■ SOURCE DATA ■
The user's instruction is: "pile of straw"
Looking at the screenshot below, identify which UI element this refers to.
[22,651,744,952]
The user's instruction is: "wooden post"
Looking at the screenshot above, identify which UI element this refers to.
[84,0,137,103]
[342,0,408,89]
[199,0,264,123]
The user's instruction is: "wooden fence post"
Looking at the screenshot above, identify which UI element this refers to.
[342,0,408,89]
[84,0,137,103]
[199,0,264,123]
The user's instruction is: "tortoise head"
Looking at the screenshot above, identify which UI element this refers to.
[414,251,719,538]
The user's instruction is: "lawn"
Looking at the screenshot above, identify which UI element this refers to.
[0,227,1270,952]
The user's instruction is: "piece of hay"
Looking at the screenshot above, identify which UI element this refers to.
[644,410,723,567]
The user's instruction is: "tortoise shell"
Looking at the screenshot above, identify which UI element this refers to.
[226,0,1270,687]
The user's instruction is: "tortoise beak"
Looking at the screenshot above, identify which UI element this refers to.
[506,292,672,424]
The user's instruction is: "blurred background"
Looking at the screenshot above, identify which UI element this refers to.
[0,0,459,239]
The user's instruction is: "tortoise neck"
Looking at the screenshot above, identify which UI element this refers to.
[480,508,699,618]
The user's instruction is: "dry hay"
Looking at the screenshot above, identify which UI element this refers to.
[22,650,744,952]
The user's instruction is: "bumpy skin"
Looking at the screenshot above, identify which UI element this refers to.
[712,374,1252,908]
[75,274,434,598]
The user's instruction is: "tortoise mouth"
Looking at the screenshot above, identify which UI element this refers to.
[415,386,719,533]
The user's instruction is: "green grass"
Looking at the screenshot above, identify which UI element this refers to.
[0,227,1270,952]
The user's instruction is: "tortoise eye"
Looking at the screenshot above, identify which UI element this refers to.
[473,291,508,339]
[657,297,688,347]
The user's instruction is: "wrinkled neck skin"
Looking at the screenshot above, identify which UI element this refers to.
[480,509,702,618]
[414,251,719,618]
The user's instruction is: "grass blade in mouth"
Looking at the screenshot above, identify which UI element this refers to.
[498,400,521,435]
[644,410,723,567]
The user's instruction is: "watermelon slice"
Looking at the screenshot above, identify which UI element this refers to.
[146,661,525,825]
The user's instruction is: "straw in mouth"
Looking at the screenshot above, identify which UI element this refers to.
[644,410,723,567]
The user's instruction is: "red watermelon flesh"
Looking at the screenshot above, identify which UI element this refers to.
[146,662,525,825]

■ WHAT TO DO ■
Output all of the data again, exactly.

■ FINAL ANSWER ■
The user's instruction is: "pile of straw"
Looking at the screenshot below, identify which UI element this refers to.
[22,651,744,952]
The user's instruction is: "wooden post"
Looking at the screenshot above, identify which UI element this refers to.
[84,0,137,103]
[342,0,408,89]
[199,0,264,123]
The user's instruction is: "wooden fence post"
Looking at the screenshot above, identify which UI element this refers to.
[342,0,408,89]
[84,0,137,103]
[199,0,264,123]
The user's instruction is: "tortoise head"
Looking at the screenshot above, identify which UI element this refers to.
[414,251,719,538]
The user's instruction is: "lawn"
Looking at the screenshot above, identify which UI element this refers to.
[0,227,1270,952]
The user's instruction is: "piece of hay"
Looking at the screenshot above, identify which UI element this refers to.
[644,410,723,567]
The user's instruction is: "tortoise shell"
Looking at the screenshot above, identify which UI element this refers to.
[226,0,1270,687]
The user's instruction is: "tortoise beak"
Looking at the screenshot above, identify which UI element this refers to.
[506,292,672,424]
The user's instruction is: "blurred background"
Looking at the screenshot above, identify which UI element this refers to.
[0,0,459,239]
The user's instruction is: "tortoise neck"
Looking at the screenshot above, identify which UI element this refers to.
[480,508,699,618]
The user's instruction is: "dry hay"
Looking at the screenshot above, identify which UI element this refers to.
[22,650,744,952]
The user's instruction is: "bumpy skin"
Looking at the screenshot above, identify which UI element this refers to.
[712,374,1252,908]
[75,274,434,598]
The user's instruction is: "tortoise mouth"
Looking at the screenshot above, identify which UI element this refers to.
[415,386,719,533]
The user's instruction is: "green grass"
Looking at the screenshot above, identify which UI element this refers to.
[0,227,1270,952]
The user's instruction is: "tortoise eye"
Looking at the screenshot above, identify which UI element this refers to.
[473,291,508,339]
[657,297,688,347]
The user's instruction is: "wrinkled neck skin"
Looking at the screenshot above, identify which UI element this refers to.
[480,509,702,618]
[414,251,719,618]
The user's instruction is: "grass blade in mouth"
Looking at the screenshot above, identify which UI element this refers to.
[498,400,521,435]
[644,410,723,567]
The user's instruction is: "watermelon slice"
Looking at the screenshot above, identify which UI element this refers to.
[146,661,525,825]
The user's instruction is: "straw in mouth"
Looking at the screenshot above, identify which UI element this refers to.
[644,410,723,567]
The user's instruction is: "red watermelon flesh"
Looking at the screenshot above, identify which UI element this refers to.
[146,662,525,825]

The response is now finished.